Data entries:
----------------------------------------

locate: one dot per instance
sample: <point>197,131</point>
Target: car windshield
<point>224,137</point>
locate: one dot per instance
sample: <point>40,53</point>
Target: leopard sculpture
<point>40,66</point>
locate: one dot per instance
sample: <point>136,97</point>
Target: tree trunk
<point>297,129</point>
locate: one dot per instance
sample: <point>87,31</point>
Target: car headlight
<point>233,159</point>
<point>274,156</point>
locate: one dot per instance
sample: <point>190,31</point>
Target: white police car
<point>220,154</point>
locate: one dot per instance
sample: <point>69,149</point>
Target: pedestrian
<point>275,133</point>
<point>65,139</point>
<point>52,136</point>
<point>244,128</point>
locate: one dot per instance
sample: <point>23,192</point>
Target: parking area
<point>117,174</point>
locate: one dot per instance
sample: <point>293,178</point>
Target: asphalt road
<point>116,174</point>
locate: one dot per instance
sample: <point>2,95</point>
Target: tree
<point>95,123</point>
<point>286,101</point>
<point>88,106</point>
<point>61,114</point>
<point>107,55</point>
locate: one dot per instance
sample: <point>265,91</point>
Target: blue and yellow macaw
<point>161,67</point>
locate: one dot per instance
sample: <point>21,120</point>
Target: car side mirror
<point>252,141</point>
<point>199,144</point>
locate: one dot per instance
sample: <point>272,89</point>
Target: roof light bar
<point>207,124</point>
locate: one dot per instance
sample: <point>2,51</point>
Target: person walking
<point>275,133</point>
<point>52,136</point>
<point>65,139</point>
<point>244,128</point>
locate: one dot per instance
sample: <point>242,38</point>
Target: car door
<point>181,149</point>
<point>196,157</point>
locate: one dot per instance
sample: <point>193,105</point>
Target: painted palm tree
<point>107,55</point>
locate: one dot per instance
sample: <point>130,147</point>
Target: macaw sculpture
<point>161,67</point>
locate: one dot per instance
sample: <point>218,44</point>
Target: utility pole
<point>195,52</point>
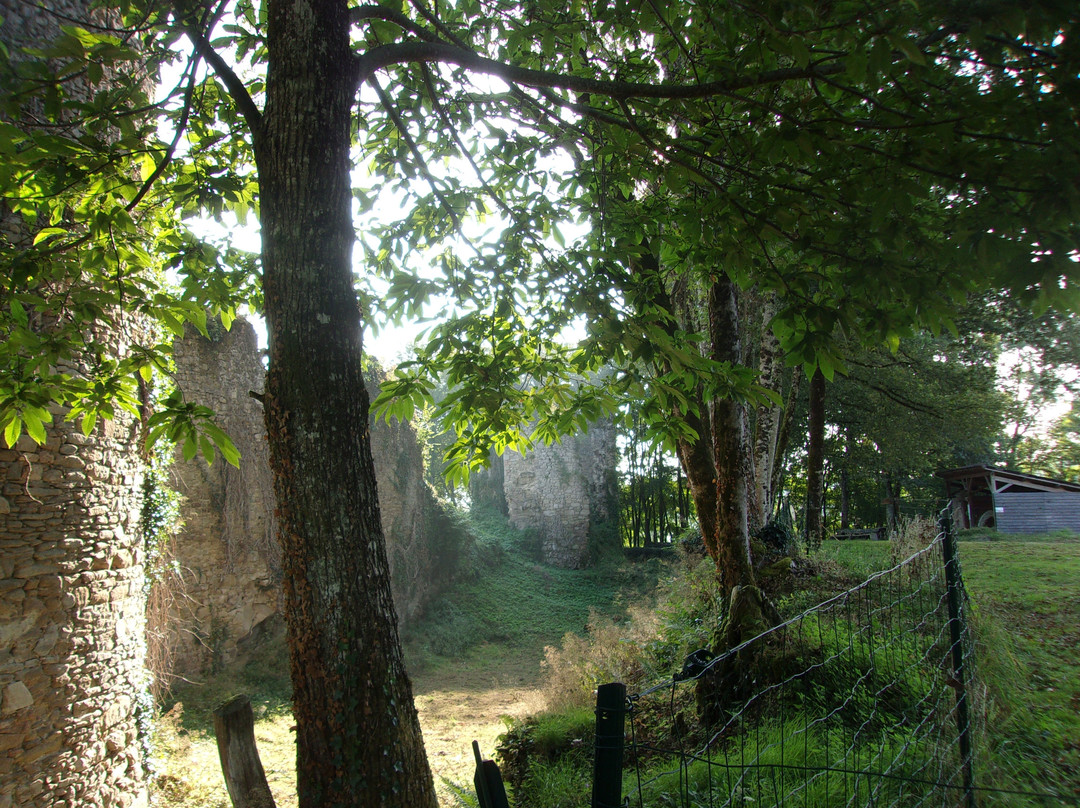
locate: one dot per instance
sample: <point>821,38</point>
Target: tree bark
<point>359,739</point>
<point>767,422</point>
<point>815,460</point>
<point>730,446</point>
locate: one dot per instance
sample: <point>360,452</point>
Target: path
<point>466,700</point>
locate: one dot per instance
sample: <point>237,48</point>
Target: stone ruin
<point>72,628</point>
<point>71,578</point>
<point>567,492</point>
<point>227,587</point>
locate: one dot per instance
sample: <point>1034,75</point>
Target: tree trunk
<point>730,445</point>
<point>783,436</point>
<point>846,486</point>
<point>815,460</point>
<point>767,422</point>
<point>700,468</point>
<point>359,739</point>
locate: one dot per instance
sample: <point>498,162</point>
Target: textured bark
<point>784,434</point>
<point>730,445</point>
<point>359,739</point>
<point>815,459</point>
<point>244,777</point>
<point>768,420</point>
<point>698,462</point>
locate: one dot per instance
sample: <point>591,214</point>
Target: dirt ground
<point>467,701</point>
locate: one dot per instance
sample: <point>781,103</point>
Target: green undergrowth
<point>503,608</point>
<point>1024,601</point>
<point>505,597</point>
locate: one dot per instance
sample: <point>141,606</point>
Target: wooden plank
<point>244,778</point>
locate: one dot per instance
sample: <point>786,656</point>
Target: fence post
<point>607,758</point>
<point>954,586</point>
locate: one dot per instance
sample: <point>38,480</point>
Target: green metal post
<point>610,734</point>
<point>954,586</point>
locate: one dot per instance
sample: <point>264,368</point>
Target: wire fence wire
<point>858,701</point>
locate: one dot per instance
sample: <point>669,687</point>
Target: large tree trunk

----------------------------------------

Set exercise:
Leave out the pictures and print each record exactly as it stands.

Response:
locate: one dot per instance
sample: <point>197,131</point>
Target: car windshield
<point>224,137</point>
locate: one dot per instance
sample: <point>40,53</point>
Target: leopard sculpture
<point>40,66</point>
locate: one dot per instance
sample: <point>136,97</point>
Target: tree trunk
<point>297,129</point>
locate: one dot per instance
sample: <point>87,31</point>
Target: car headlight
<point>233,159</point>
<point>274,156</point>
locate: one dot per instance
sample: <point>190,31</point>
Target: white police car
<point>220,154</point>
locate: one dot per instance
sample: <point>69,149</point>
Target: pedestrian
<point>275,133</point>
<point>65,139</point>
<point>52,136</point>
<point>244,128</point>
locate: one dot per instance
sample: <point>23,192</point>
Target: parking area
<point>117,174</point>
locate: one dot per instance
sample: <point>293,178</point>
Target: asphalt road
<point>116,174</point>
locate: one dot per instance
sample: <point>2,95</point>
Target: tree
<point>95,123</point>
<point>286,101</point>
<point>88,106</point>
<point>61,114</point>
<point>107,55</point>
locate: one dot per instance
sample: <point>265,91</point>
Target: blue and yellow macaw
<point>161,67</point>
locate: one dot per instance
sample: <point>21,120</point>
Target: car side mirror
<point>252,141</point>
<point>199,144</point>
locate: one dot per instance
sample: <point>272,89</point>
Target: roof light bar
<point>207,124</point>
locate: one dot per instance
sample: <point>2,51</point>
Target: person walking
<point>275,133</point>
<point>52,136</point>
<point>65,139</point>
<point>244,128</point>
locate: one dot per instance
sample: <point>242,38</point>
Target: car door
<point>181,149</point>
<point>196,157</point>
locate: one dot per instance
sample: <point>193,105</point>
Target: painted palm tree
<point>107,55</point>
locate: one dot per instance
sample: <point>130,147</point>
Target: macaw sculpture
<point>161,67</point>
locate: one dot per instance
sample: <point>218,44</point>
Target: utility pole
<point>195,52</point>
locate: one dot per instance
sample: <point>821,38</point>
Target: tree bark
<point>359,739</point>
<point>767,422</point>
<point>815,460</point>
<point>730,446</point>
locate: one dot per instance
sample: <point>360,452</point>
Target: path
<point>466,700</point>
locate: one dot per instance
sample: <point>237,48</point>
Target: stone ruin
<point>72,628</point>
<point>71,578</point>
<point>567,492</point>
<point>227,587</point>
locate: one dot per instance
sample: <point>1034,75</point>
Target: tree trunk
<point>730,445</point>
<point>783,436</point>
<point>846,486</point>
<point>815,460</point>
<point>767,422</point>
<point>700,468</point>
<point>359,739</point>
locate: one dot per instance
sample: <point>498,162</point>
Target: textured bark
<point>784,434</point>
<point>730,445</point>
<point>359,739</point>
<point>815,459</point>
<point>244,777</point>
<point>768,420</point>
<point>698,462</point>
locate: one dot per instance
sample: <point>591,214</point>
Target: dirt ground
<point>467,701</point>
locate: one dot per instance
sample: <point>781,103</point>
Target: green undergrowth
<point>503,608</point>
<point>1024,601</point>
<point>505,597</point>
locate: one dot per instance
sample: <point>141,606</point>
Target: wooden plank
<point>244,778</point>
locate: one dot per instance
sample: <point>786,656</point>
Target: fence post
<point>607,758</point>
<point>954,586</point>
locate: one dot per instance
sample: <point>38,480</point>
Target: green metal post
<point>610,734</point>
<point>954,586</point>
locate: one dot per instance
sample: <point>264,368</point>
Target: wire fence wire
<point>858,701</point>
locate: one dot per instance
sample: <point>669,687</point>
Target: large tree trunk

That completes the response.